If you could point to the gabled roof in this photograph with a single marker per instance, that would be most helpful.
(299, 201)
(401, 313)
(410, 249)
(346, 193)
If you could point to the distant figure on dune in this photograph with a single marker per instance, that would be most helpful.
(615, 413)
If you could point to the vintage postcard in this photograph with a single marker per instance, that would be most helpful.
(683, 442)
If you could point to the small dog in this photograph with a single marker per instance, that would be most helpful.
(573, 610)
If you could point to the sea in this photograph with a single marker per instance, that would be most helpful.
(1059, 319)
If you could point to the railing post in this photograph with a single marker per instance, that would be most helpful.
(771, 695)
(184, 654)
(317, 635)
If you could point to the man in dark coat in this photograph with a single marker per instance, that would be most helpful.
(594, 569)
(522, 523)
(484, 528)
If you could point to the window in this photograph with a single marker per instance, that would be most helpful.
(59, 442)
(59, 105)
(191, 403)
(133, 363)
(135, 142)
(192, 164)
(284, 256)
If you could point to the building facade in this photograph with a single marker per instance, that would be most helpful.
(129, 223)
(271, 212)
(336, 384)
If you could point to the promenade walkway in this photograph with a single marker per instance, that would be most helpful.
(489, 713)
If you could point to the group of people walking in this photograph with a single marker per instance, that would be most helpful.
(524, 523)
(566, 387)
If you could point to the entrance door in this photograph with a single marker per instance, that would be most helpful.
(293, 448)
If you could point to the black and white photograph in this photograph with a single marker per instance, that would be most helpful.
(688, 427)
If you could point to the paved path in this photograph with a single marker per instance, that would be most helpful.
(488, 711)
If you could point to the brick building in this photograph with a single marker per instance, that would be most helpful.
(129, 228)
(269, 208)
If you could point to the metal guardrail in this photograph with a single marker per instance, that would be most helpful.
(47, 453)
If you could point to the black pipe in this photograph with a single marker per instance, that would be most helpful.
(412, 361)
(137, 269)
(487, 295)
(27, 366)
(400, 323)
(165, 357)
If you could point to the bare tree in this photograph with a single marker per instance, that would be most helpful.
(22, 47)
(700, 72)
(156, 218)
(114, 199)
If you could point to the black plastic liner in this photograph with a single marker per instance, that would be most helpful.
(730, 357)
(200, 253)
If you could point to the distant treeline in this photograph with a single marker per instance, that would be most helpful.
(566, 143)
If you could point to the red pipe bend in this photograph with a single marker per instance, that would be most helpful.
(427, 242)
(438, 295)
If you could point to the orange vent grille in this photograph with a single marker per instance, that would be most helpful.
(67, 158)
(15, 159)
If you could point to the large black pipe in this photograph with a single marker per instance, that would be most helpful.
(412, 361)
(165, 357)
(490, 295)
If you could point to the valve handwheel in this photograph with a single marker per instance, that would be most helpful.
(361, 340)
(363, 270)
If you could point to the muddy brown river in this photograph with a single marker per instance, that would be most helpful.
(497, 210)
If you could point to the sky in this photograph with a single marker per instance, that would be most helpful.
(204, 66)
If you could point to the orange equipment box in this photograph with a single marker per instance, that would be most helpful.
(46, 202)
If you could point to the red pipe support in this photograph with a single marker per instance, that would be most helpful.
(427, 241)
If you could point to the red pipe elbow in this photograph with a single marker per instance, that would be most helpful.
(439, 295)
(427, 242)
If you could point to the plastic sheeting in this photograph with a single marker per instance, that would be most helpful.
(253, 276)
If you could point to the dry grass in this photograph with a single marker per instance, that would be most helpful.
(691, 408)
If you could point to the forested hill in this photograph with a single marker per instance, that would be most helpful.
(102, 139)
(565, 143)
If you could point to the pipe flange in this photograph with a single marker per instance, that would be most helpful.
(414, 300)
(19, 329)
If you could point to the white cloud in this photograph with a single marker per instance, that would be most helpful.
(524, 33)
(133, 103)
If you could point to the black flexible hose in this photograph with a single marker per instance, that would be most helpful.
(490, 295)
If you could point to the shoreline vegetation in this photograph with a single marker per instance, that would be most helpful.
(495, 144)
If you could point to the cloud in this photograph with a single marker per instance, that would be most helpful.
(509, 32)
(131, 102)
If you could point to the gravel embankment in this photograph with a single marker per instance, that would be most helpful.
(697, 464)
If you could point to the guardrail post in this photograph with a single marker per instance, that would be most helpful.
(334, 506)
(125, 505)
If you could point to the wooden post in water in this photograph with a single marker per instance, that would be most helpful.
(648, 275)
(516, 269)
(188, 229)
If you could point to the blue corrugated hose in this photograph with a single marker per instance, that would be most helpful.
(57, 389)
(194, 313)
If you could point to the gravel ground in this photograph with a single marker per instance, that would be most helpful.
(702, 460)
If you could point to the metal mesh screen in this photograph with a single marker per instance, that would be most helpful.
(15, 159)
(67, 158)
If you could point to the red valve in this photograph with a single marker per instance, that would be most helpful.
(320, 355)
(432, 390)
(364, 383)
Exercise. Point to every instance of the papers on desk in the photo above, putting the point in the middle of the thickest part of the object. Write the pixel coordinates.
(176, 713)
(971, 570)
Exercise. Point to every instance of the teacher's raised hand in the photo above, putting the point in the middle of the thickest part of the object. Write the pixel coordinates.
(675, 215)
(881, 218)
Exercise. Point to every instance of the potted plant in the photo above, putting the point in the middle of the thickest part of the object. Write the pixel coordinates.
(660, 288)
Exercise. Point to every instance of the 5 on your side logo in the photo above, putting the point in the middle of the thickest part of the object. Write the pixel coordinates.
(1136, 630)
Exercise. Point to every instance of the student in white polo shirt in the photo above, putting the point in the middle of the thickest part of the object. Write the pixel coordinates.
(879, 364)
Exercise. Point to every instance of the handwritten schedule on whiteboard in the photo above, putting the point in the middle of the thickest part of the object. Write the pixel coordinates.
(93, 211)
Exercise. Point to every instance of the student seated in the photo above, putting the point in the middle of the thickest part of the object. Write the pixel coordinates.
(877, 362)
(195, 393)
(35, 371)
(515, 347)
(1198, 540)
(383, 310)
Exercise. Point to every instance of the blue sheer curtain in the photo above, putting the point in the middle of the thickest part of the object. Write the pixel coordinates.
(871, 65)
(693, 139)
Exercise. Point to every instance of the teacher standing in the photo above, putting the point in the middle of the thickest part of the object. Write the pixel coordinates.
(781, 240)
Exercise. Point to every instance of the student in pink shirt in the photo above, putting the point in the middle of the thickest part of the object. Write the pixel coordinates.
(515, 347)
::::
Try it.
Using the listing above, print every entry exactly.

The answer.
If you could point to the gabled roof in this photograph with a single marker per instance, that would be most helpful.
(299, 201)
(401, 313)
(410, 249)
(346, 193)
If you could point to the distant figure on dune in this photograph with a single marker per instance, that would be most helpful.
(615, 413)
If you could point to the vintage postcard in this photograph with a single marker per instance, that would be most helpful.
(683, 442)
If you could point to the small dog in this photograph with a single marker per instance, that would be most helpful.
(573, 610)
If you could point to the sea in this photograph with a single marker per instance, that would be most helpful.
(1059, 319)
If you could point to the railing post in this photograph with a single marker per instance, that would be most helpful.
(771, 695)
(184, 654)
(317, 635)
If you could point to the man in dark coat in this photograph with a single marker per instance, that would be most helpful.
(594, 569)
(522, 523)
(484, 528)
If you could point to the window in this photograph with a single marker per instance, that would be most helpful.
(59, 442)
(59, 105)
(191, 403)
(133, 363)
(135, 142)
(192, 164)
(284, 256)
If you could point to the building facade in this photograph with a single marker per instance, that would be most helpful.
(129, 223)
(271, 212)
(336, 384)
If you could point to the promenade walkway in this photograph with a single marker per instance, that would be most helpful.
(489, 713)
If you could point to the group of people walking in this photograph with a single marker per instance, that would be most helpful.
(524, 523)
(566, 387)
If you could point to the entrance door in this photograph with a single marker per instance, that would be most helpful.
(293, 448)
If you could point to the black and white photograph in this photograph with a single marker per instance, that would be most helpful.
(688, 427)
If you could point to the paved path in this photograph with a single marker per instance, that would be most helpful.
(488, 711)
If you could point to the brick building in this photograph with a single marker per instance, that would be most helpful.
(129, 228)
(269, 208)
If you could point to the metal guardrail in this photograph with a single marker per instance, that would be most helpful.
(47, 453)
If you could point to the black pipe in this photograph with a single marker per instance, that would be most helpful.
(412, 361)
(137, 269)
(487, 295)
(27, 366)
(400, 323)
(165, 357)
If you could point to the bare tree in this photograph with a single marker per instance, that would be most helpful.
(22, 47)
(700, 72)
(156, 218)
(114, 199)
If you could point to the black plastic liner in this photograph with a single marker per instance, that would be most helpful.
(730, 357)
(200, 253)
If you could point to the distant treeline in this photograph with a single marker per instance, that would be most helpful.
(566, 143)
If you could point to the red pipe bend in this photograph with a single marker per instance, that would be most helpful.
(427, 242)
(438, 295)
If you could point to the orange vent grille in this photograph with a single marker per instance, that would be most helpful.
(67, 158)
(15, 159)
If you could point to the large black pipe in this photograph with a single marker per instance, that would be most helpful.
(412, 361)
(165, 357)
(490, 295)
If you could point to the valve handwheel in this photograph with a single marker per instance, that would be most helpful.
(361, 340)
(363, 270)
If you could point to the muddy brown river in this photograph with a single marker per instance, that would be most helpful.
(497, 210)
If you could point to the sky in this photograph with a single marker per instance, that would be most helpful.
(204, 66)
If you could point to the orange equipment box in this photograph with a single marker per instance, that would be most helpful.
(46, 202)
If you could point to the red pipe support in this photograph with a single marker per instance, that would be most helpful.
(427, 241)
If you could point to the red pipe elbow in this photograph with a single marker per instance, that would be most helpful.
(439, 295)
(427, 242)
If you could point to the plastic sheeting in this photograph with a single marker per instance, that would be most helpful.
(253, 276)
If you could point to the dry grass in this photograph with a single marker per instance, that would be most helpful.
(691, 408)
If you could point to the forested hill in this photograph with a single marker per instance, that would be most helpful.
(102, 139)
(565, 143)
If you could point to the pipe flange in this photograph with a single marker per instance, that would be most helpful.
(414, 300)
(19, 329)
If you could point to the white cloud in this photograph with a single marker per instance, that would be most helpful.
(524, 33)
(133, 103)
If you could point to the black flexible hose in this photograph with a single marker per instance, that would be most helpful.
(490, 295)
If you could point to the shoreline vegetation in this photograph with a single marker per instance, that would be most helpful.
(495, 144)
If you could point to the cloud in this photograph with a single marker per instance, that would be most helpful.
(509, 32)
(131, 102)
If you could point to the gravel embankment in this photograph with a single marker per instance, that would be most helpful.
(697, 464)
If you could point to the guardrail post in this photograph with a single marker per instance, that would be most helpful.
(334, 506)
(125, 505)
If you could point to the wooden post in water in this photograph with a single marker per instance, that would be most helpful.
(648, 275)
(516, 269)
(188, 229)
If you could point to the blue corrugated hose in this photograph with a single marker per instance, that would be most helpful.
(57, 389)
(194, 313)
If you could point to the gravel ground in this photograph with a single marker per instance, that would be most helpful.
(702, 460)
If you could point to the metal mesh screen in this photograph with a single marker per instance, that would be most helpful.
(15, 159)
(67, 158)
If you could point to the red valve in this photograph with a single marker per instance, that would be most helpful.
(320, 355)
(432, 390)
(364, 383)
Exercise. Point to every instance of the papers on desk in the photo above, putting the point in the middle of the thickest part of the object. Write the pixel coordinates.
(176, 713)
(971, 570)
Exercise. Point to every instance of the teacher's raised hand in the photo above, putting the point in the middle of the thickest part of the object. Write the pixel coordinates.
(675, 215)
(881, 218)
Exercise. Point to every instance of the potted plant in the photo above, putting the point in the middle of the thickest part of the object. Write the pixel coordinates.
(660, 288)
Exercise. Point to every instance of the 5 on your side logo in the photo above, putting the point in the middle of the thickest part of the object. Write the pixel coordinates.
(1136, 630)
Exercise. Point to every instance of the student in white polo shirt in the photo above, putting the point in the middle of the thickest part of the object. Write the pixel coordinates.
(879, 364)
Exercise. Point to every instance of the handwritten schedule on whiteboard in the photo above, putting the point in the middle of the thickest part of the object. Write the pixel coordinates.
(93, 211)
Exercise. Point to every instance of the student seated in the photo above, putting the point in the middle of the thickest part of the object. Write the pixel coordinates.
(877, 362)
(195, 393)
(35, 371)
(515, 347)
(1198, 540)
(383, 310)
Exercise. Point to every instance of the blue sheer curtain in the photo above, putting the point in the middle of the thickest part of the object. Write the pixel coordinates.
(871, 65)
(693, 139)
Exercise. Point to every instance of the teacher standing in the photo above, putting the point in the middle of the thickest part of the object. Write the pixel coordinates.
(781, 240)
Exercise. Point to every instance of the student in pink shirt in the photo above, putting the point in the middle of the thickest part of the object. Write the pixel coordinates.
(515, 347)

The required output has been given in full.